### Exercise task 1
Copy out the soap bubble problem in full, without changing anything.

Question

A container filled with air under pressure $P_0$ contains a soap bubble of radius $R$. The air pressure has been reduced to half isothermally and the new radius of the bubble becomes $\frac{5R}{4}$. If the surface tension of the soap water solution is $S$, $P_0$ is found to be $\frac{nS}{R}$ SI unit,where $n$ is

Answer 1

let,
$P_1$ be initial pressure inside the soap bubble
$V_1$ be initial volume of the soap bubble
$P_2$ be final pressure inside the soap bubble
$V_2$ be final volume of the soap bubble
Given,
Pressure insides the container reduces from $P_0$ to $P_0/2$ as radius of soap bubble changes from $R$ to $5R/4$
Due to excess pressure inside soap bubble
$P_1=(P_0+\frac{4S}{R})$
$P_2=(P_0+\frac{4S}{5R/4})$
As pressure is reduced isothermally,
$P_1{V}_1=P_2{V}_2$
$\Rightarrow (P_0+\frac{4S}{R})\left(\frac{4}{3}\pi R^3\right)=(\frac{P_0}{2}+\frac{4S}{\frac{5R}{4}})\left[\frac{4}{3}\pi {\left(\frac{5R}{4}\right)}^3\right]$
$\Rightarrow (P_0+\frac{4S}{R})=(\frac{P_0}{2}+\frac{16S}{5R})\left(\frac{125}{64}\right)$
$\Rightarrow P_0\times \frac{3}{128}=\frac{25S}{4R}-\frac{4S}{R}=\frac{9S}{4R}$

$\Rightarrow P_0=\frac{96S}{R}$

### Data in this exercise
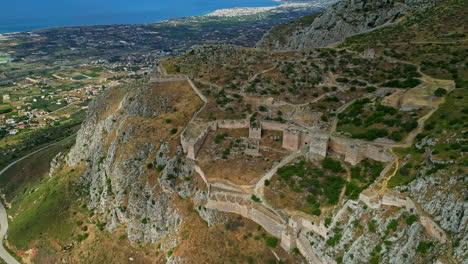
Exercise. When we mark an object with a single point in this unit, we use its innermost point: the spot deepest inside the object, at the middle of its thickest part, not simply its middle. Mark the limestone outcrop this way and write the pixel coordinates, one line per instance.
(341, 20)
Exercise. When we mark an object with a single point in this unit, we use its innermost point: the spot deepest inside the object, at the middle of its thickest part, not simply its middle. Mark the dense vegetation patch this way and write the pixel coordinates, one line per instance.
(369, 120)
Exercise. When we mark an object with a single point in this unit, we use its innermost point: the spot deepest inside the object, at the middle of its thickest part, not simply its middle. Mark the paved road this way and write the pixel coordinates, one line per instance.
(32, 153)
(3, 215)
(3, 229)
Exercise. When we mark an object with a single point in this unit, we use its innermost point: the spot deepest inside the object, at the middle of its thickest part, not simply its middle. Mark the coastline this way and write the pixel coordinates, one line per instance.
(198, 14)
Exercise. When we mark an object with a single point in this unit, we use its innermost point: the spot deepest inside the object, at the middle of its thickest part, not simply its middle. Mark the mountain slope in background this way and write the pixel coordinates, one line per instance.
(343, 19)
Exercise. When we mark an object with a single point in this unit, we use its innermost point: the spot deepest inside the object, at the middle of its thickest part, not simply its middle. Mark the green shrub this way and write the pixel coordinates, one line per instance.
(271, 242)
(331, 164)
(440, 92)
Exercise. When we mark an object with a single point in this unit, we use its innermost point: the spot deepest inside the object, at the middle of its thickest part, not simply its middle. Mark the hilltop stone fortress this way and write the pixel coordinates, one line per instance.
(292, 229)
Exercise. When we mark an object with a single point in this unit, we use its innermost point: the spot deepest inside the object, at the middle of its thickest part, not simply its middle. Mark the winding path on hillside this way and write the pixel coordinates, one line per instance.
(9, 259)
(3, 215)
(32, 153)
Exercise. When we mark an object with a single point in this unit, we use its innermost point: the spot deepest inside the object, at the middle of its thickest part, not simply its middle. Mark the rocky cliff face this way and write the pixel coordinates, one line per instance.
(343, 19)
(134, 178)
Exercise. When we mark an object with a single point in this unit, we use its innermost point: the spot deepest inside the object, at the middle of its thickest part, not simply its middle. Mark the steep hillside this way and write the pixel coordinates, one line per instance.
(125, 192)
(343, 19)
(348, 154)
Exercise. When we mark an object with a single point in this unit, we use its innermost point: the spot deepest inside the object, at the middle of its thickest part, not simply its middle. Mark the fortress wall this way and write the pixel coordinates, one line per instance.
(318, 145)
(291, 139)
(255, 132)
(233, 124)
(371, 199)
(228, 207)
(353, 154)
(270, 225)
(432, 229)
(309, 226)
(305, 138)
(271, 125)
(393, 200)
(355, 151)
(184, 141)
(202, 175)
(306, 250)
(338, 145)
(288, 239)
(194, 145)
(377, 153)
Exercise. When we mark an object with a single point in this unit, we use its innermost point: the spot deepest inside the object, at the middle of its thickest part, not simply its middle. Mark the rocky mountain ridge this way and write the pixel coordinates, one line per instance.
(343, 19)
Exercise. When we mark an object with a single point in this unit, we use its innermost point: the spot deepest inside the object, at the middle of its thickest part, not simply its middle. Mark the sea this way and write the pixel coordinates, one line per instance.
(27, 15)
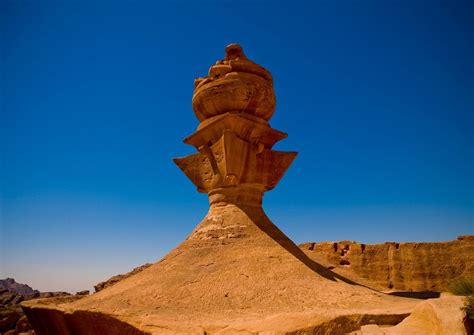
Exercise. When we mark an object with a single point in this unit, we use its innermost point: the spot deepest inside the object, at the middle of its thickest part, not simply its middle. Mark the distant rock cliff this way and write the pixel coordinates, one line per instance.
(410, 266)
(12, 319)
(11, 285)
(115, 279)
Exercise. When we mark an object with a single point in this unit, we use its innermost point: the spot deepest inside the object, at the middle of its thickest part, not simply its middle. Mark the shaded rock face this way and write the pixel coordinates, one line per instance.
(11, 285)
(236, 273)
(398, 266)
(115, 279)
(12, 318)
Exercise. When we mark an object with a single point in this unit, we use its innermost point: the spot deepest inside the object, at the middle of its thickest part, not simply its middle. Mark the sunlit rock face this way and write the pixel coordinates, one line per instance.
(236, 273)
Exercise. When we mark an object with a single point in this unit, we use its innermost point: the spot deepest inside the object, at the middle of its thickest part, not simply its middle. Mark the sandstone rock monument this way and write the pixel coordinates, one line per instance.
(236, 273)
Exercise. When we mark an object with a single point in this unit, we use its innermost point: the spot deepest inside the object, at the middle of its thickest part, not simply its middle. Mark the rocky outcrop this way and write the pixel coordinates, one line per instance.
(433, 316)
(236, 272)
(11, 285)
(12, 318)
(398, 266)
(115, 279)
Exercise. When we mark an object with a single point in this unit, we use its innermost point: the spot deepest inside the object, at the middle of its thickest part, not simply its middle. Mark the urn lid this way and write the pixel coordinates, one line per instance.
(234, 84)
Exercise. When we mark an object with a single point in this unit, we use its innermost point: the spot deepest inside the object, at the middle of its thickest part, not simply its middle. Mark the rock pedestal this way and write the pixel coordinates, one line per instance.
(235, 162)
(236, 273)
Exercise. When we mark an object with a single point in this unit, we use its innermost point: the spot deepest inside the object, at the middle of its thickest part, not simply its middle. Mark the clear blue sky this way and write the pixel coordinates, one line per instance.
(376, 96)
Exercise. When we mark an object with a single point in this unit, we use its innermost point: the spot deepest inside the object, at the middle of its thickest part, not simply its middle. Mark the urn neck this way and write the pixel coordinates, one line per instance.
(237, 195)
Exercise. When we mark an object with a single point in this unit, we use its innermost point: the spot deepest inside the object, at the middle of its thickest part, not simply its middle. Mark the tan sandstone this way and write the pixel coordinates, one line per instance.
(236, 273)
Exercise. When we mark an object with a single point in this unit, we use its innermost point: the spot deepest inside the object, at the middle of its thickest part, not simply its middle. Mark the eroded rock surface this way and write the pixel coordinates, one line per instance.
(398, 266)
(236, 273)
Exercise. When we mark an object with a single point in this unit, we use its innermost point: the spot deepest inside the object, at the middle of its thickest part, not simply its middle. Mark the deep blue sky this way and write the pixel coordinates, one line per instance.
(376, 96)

### Exercise task 2
Repeat every line of the listing from the line with "Mark the deep" up to and including the final line of the listing, increasing each answer coordinate by 69.

### Worked solution 1
Question

A container filled with air under pressure $P_0$ contains a soap bubble of radius $R$. The air pressure has been reduced to half isothermally and the new radius of the bubble becomes $\frac{5R}{4}$. If the surface tension of the soap water solution is $S$, $P_0$ is found to be $\frac{nS}{R}$ SI unit,where $n$ is

Answer 1

let,
$P_1$ be initial pressure inside the soap bubble
$V_1$ be initial volume of the soap bubble
$P_2$ be final pressure inside the soap bubble
$V_2$ be final volume of the soap bubble
Given,
Pressure insides the container reduces from $P_0$ to $P_0/2$ as radius of soap bubble changes from $R$ to $5R/4$
Due to excess pressure inside soap bubble
$P_1=(P_0+\frac{4S}{R})$
$P_2=(P_0+\frac{4S}{5R/4})$
As pressure is reduced isothermally,
$P_1{V}_1=P_2{V}_2$
$\Rightarrow (P_0+\frac{4S}{R})\left(\frac{4}{3}\pi R^3\right)=(\frac{P_0}{2}+\frac{4S}{\frac{5R}{4}})\left[\frac{4}{3}\pi {\left(\frac{5R}{4}\right)}^3\right]$
$\Rightarrow (P_0+\frac{4S}{R})=(\frac{P_0}{2}+\frac{16S}{5R})\left(\frac{125}{64}\right)$
$\Rightarrow P_0\times \frac{3}{128}=\frac{25S}{4R}-\frac{4S}{R}=\frac{9S}{4R}$

$\Rightarrow P_0=\frac{96S}{R}$

### Worked solution 2
Exercise. When we mark an object with a single point in this unit, we use its innermost point: the spot deepest inside the object, at the middle of its thickest part, not simply its middle. Mark the deep blue sky this way and write the pixel coordinates, one line per instance.
(445, 165)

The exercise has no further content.